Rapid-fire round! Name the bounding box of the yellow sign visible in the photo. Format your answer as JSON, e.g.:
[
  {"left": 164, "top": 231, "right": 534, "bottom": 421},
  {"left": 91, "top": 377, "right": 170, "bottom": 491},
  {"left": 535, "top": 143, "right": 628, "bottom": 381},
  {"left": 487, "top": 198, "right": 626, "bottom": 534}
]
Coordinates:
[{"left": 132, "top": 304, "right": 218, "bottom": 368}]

......

**Wat wordt gevraagd:**
Neem alle items hierboven woordelijk over, zonder iets toe te voegen of weg te laten.

**Schriftelijk antwoord:**
Rapid-fire round! Name the bounding box of the yellow sign visible in the photo. Format your answer as JSON, e.g.:
[
  {"left": 164, "top": 231, "right": 534, "bottom": 421},
  {"left": 91, "top": 377, "right": 170, "bottom": 491},
  {"left": 535, "top": 143, "right": 628, "bottom": 381},
  {"left": 487, "top": 198, "right": 626, "bottom": 534}
]
Coordinates:
[{"left": 132, "top": 304, "right": 218, "bottom": 368}]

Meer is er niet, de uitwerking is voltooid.